───── Records to process
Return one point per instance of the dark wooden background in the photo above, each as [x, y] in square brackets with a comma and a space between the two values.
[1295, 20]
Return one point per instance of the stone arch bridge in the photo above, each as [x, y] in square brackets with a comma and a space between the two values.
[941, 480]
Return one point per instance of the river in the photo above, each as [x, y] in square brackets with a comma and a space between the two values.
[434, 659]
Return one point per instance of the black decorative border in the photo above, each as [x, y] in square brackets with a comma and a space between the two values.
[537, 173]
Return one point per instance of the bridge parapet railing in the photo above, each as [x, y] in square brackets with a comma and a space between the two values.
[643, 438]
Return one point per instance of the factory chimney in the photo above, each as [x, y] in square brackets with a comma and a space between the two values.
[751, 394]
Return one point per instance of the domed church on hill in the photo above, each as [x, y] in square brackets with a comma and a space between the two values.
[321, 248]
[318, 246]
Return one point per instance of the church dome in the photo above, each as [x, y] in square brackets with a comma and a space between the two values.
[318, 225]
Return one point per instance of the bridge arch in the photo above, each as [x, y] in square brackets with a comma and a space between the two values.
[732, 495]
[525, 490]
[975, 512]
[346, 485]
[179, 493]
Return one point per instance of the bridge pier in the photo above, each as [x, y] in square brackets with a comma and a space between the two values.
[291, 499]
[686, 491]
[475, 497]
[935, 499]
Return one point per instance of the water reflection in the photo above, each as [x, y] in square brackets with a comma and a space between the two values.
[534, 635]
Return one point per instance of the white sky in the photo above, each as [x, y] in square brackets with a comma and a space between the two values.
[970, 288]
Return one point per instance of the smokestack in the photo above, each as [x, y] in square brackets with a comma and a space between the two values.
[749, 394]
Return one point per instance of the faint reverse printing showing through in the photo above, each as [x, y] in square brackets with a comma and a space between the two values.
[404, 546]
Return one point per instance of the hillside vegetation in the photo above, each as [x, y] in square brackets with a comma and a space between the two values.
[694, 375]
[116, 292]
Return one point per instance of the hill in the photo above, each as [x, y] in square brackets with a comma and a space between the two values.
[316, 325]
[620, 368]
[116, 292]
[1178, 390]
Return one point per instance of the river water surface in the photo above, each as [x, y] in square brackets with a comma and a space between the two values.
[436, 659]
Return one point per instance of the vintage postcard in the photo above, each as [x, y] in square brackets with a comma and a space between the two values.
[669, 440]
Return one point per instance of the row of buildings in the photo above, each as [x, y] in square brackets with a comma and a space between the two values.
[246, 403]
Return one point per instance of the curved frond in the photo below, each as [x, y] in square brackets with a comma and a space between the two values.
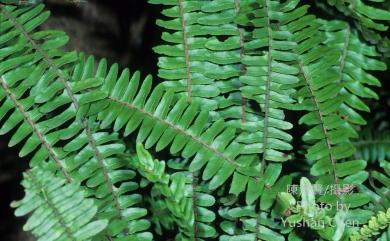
[59, 211]
[53, 80]
[183, 198]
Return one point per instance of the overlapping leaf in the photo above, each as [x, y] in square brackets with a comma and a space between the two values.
[41, 87]
[59, 210]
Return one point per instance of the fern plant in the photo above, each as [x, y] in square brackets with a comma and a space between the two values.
[233, 72]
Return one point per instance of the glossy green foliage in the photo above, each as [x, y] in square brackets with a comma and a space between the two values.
[59, 210]
[164, 121]
[330, 90]
[183, 198]
[234, 73]
[375, 226]
[90, 154]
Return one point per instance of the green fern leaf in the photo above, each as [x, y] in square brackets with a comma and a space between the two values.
[59, 211]
[183, 198]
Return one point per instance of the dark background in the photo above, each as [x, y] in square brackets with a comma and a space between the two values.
[124, 32]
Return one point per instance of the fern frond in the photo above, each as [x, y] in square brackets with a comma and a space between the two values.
[59, 211]
[90, 154]
[267, 73]
[164, 121]
[321, 92]
[187, 203]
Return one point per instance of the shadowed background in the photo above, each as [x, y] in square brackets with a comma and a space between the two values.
[124, 32]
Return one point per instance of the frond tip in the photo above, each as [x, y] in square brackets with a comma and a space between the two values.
[59, 211]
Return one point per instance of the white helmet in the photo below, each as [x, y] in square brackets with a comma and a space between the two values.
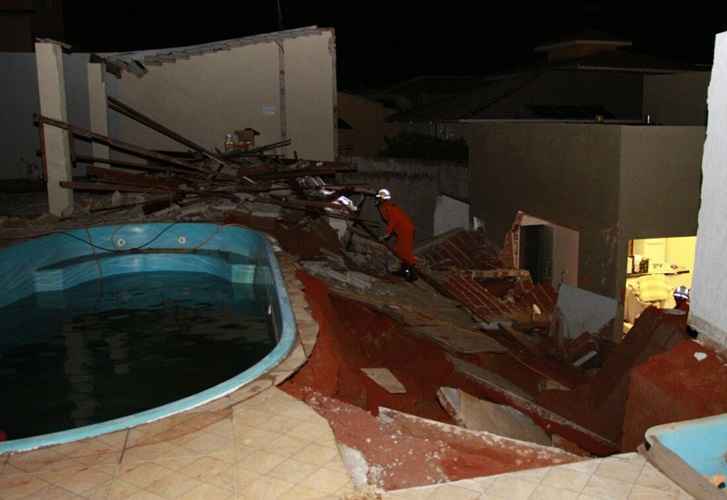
[346, 202]
[682, 292]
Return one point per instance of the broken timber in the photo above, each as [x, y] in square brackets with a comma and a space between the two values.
[180, 166]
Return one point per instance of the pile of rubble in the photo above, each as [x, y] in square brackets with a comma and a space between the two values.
[198, 183]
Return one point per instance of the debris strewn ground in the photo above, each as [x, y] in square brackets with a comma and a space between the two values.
[472, 325]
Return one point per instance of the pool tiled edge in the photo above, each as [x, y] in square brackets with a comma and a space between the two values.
[279, 278]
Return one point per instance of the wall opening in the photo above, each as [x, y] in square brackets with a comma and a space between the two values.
[548, 251]
[450, 213]
[655, 268]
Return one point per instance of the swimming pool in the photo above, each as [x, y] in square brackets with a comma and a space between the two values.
[52, 268]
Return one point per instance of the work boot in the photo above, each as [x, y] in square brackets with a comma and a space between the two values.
[410, 273]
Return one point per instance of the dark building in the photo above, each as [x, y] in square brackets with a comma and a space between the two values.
[22, 21]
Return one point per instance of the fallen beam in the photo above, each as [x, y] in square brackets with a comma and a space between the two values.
[123, 146]
[494, 273]
[122, 188]
[135, 115]
[129, 179]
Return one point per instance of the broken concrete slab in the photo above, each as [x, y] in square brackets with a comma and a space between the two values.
[505, 391]
[385, 379]
[458, 340]
[584, 311]
[484, 376]
[473, 440]
[354, 279]
[480, 415]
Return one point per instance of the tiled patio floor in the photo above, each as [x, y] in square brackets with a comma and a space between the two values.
[269, 446]
[620, 477]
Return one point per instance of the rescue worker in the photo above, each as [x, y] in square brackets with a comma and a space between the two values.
[399, 224]
[681, 297]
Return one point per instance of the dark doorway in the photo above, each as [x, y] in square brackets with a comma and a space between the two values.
[536, 252]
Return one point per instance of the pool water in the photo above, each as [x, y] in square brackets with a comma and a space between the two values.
[113, 347]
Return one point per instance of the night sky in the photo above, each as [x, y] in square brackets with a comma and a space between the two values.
[379, 43]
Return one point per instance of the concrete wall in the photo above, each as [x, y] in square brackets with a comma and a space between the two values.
[19, 101]
[414, 184]
[619, 93]
[565, 251]
[207, 96]
[564, 173]
[369, 127]
[311, 90]
[708, 313]
[449, 214]
[660, 180]
[678, 99]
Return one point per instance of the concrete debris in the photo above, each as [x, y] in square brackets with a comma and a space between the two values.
[480, 415]
[117, 199]
[584, 311]
[385, 379]
[354, 279]
[517, 447]
[355, 464]
[459, 340]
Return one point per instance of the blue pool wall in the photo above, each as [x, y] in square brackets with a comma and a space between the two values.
[48, 265]
[701, 443]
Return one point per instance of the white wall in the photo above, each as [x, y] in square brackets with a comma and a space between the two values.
[450, 214]
[18, 100]
[207, 96]
[708, 313]
[677, 99]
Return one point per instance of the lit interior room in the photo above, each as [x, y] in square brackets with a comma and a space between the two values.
[655, 268]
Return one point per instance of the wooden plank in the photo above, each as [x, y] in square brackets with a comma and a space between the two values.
[458, 340]
[124, 146]
[484, 376]
[494, 273]
[126, 178]
[385, 379]
[481, 415]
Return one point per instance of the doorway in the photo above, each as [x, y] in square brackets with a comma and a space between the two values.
[536, 252]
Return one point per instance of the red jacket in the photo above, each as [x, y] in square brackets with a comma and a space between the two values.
[398, 221]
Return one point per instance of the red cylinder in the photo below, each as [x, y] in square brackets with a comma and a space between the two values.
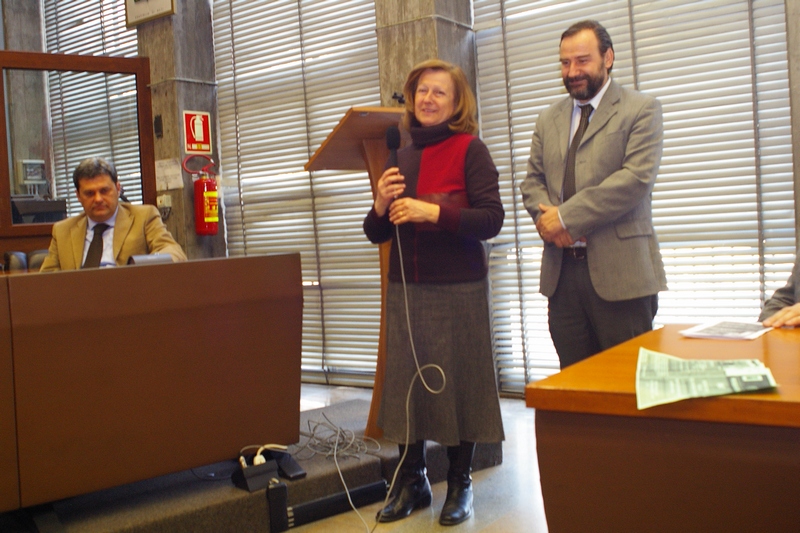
[206, 214]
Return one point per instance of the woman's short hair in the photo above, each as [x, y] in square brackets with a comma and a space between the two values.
[465, 109]
[91, 168]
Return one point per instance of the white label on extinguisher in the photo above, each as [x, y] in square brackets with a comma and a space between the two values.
[210, 213]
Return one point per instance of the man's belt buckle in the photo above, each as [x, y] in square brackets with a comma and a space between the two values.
[576, 252]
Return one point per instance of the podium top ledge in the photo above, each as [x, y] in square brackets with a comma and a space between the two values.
[343, 148]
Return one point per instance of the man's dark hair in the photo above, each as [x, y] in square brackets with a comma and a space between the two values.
[93, 167]
[603, 38]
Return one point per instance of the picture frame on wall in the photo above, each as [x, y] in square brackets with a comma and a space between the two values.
[138, 11]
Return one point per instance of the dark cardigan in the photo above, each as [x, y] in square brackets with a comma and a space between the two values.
[455, 171]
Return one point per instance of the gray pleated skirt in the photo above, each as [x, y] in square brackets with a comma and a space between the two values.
[450, 328]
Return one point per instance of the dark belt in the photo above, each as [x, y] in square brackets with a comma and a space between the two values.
[577, 252]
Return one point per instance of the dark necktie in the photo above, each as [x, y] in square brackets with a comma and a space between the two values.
[569, 173]
[95, 247]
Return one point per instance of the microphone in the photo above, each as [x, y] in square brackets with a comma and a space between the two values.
[392, 143]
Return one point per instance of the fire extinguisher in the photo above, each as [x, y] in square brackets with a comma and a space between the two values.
[206, 212]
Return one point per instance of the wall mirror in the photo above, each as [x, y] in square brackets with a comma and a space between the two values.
[57, 110]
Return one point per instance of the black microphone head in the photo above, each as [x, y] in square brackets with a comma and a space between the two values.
[393, 137]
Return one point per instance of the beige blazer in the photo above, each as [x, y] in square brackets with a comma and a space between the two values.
[138, 230]
[615, 170]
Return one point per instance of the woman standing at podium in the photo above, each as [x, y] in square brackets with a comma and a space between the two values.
[437, 206]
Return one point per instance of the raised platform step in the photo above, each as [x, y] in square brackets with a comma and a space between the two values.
[206, 499]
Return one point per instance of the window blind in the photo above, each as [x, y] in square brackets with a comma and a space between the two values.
[287, 72]
[723, 201]
[92, 114]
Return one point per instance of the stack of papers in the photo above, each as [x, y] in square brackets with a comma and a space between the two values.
[726, 330]
[662, 378]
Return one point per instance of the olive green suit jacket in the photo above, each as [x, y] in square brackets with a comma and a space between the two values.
[138, 230]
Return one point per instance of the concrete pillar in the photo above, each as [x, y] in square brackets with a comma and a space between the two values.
[182, 78]
[793, 48]
[410, 31]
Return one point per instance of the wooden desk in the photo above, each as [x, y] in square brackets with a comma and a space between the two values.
[9, 473]
[726, 463]
[124, 374]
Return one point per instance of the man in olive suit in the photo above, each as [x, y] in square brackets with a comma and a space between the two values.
[122, 230]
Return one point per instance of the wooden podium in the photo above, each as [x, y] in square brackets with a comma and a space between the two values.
[358, 142]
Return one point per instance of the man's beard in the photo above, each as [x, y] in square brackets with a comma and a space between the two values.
[593, 86]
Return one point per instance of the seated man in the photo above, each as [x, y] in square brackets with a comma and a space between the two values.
[783, 309]
[122, 230]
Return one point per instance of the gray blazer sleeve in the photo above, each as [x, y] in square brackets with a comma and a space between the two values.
[786, 296]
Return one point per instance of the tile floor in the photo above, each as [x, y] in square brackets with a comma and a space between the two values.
[508, 497]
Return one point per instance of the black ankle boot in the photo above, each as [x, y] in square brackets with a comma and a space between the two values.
[458, 504]
[412, 489]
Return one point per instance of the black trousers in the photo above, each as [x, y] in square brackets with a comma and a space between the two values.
[583, 324]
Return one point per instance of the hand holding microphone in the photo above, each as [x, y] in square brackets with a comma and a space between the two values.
[391, 183]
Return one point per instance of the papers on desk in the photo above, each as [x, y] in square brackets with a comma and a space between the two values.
[662, 378]
[726, 330]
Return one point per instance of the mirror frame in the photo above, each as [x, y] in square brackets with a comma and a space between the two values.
[138, 66]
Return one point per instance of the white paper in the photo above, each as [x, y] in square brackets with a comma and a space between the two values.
[726, 330]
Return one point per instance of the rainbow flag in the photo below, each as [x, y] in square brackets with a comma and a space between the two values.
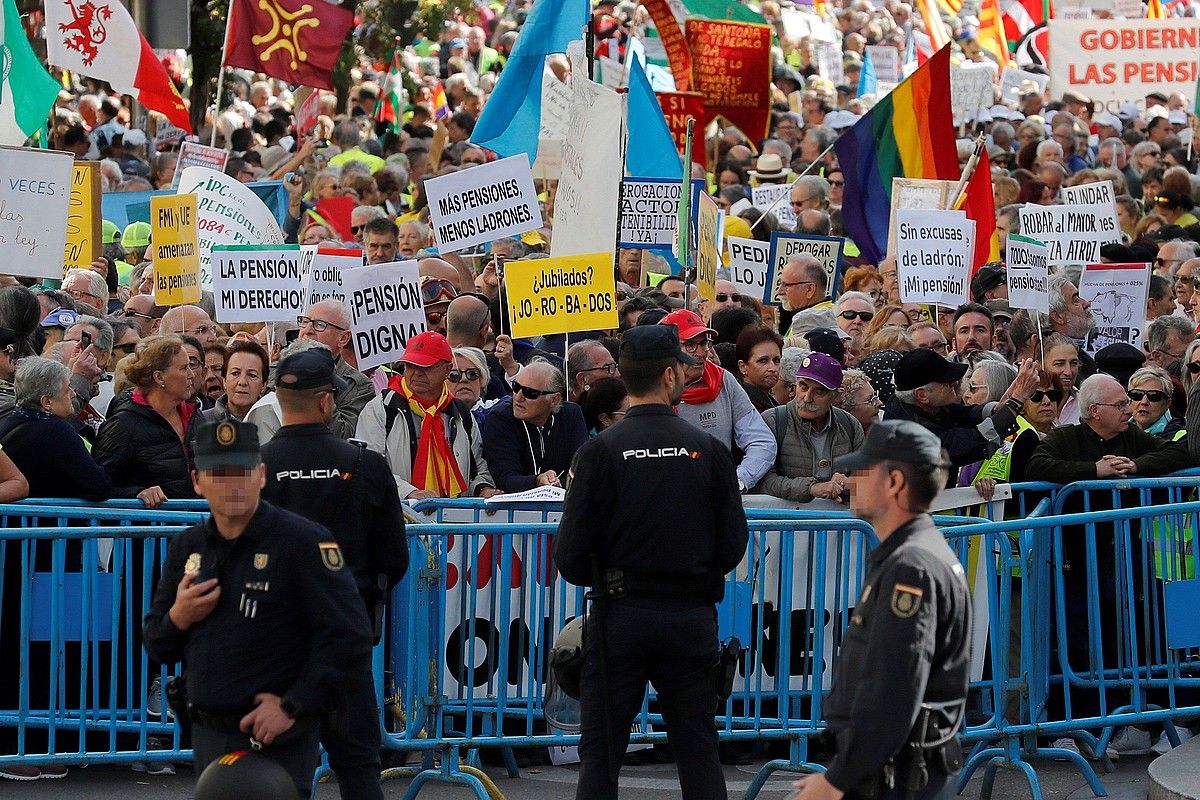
[909, 133]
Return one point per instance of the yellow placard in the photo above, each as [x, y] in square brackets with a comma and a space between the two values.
[708, 256]
[84, 233]
[561, 295]
[177, 256]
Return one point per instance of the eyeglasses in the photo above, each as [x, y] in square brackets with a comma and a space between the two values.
[461, 376]
[531, 394]
[318, 325]
[1153, 396]
[865, 316]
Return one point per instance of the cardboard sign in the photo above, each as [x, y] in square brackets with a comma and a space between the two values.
[227, 212]
[257, 283]
[562, 295]
[385, 310]
[83, 217]
[35, 197]
[784, 246]
[1029, 274]
[483, 204]
[732, 71]
[748, 265]
[177, 257]
[324, 277]
[934, 252]
[708, 246]
[1117, 294]
[1120, 60]
[192, 154]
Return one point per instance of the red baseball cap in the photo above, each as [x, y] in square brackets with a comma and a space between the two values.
[688, 322]
[427, 349]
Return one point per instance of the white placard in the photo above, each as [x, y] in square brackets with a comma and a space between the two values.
[227, 212]
[385, 310]
[1029, 274]
[324, 275]
[749, 265]
[35, 198]
[1117, 295]
[484, 203]
[586, 204]
[257, 283]
[934, 252]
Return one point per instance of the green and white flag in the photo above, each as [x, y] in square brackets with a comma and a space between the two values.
[22, 113]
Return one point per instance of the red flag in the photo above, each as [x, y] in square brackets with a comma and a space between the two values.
[291, 40]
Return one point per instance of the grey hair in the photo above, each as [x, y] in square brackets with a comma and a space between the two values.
[1152, 373]
[37, 378]
[1158, 329]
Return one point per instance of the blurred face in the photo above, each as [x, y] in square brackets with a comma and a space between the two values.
[762, 368]
[466, 380]
[244, 382]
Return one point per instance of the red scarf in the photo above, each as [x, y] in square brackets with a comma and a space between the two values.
[708, 390]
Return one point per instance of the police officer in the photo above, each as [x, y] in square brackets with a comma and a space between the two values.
[351, 491]
[261, 607]
[658, 565]
[901, 678]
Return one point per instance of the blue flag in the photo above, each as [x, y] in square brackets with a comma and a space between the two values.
[652, 152]
[511, 120]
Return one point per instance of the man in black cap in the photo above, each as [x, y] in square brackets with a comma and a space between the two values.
[349, 489]
[928, 394]
[658, 569]
[900, 687]
[259, 605]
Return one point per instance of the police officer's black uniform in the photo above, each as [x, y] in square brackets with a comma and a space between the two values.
[288, 623]
[351, 491]
[906, 649]
[654, 503]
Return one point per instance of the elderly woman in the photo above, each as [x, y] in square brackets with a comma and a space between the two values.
[40, 438]
[1151, 391]
[144, 445]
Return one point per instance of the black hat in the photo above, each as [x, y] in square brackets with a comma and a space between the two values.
[309, 370]
[228, 443]
[923, 366]
[826, 340]
[987, 278]
[894, 440]
[653, 342]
──────────
▶ [What the exercise asks]:
Repeat everything from the line containing "Return one point per instance of the red flag" down to the line containing "[1158, 329]", both ends included and the requests unchanged, scaling each point coordinate by 1.35 and rounding to a whole number with halves rounded up.

▶ [Response to the exercise]:
Return one point per instance of the red flag in the photo above, each as [x, y] in square brackets with a comma and a space between the two values.
[393, 54]
Return one point per instance of the grey hair in the photo above, each as [x, y] in square brackets with a comma and a space between the two values.
[1555, 504]
[50, 510]
[1563, 444]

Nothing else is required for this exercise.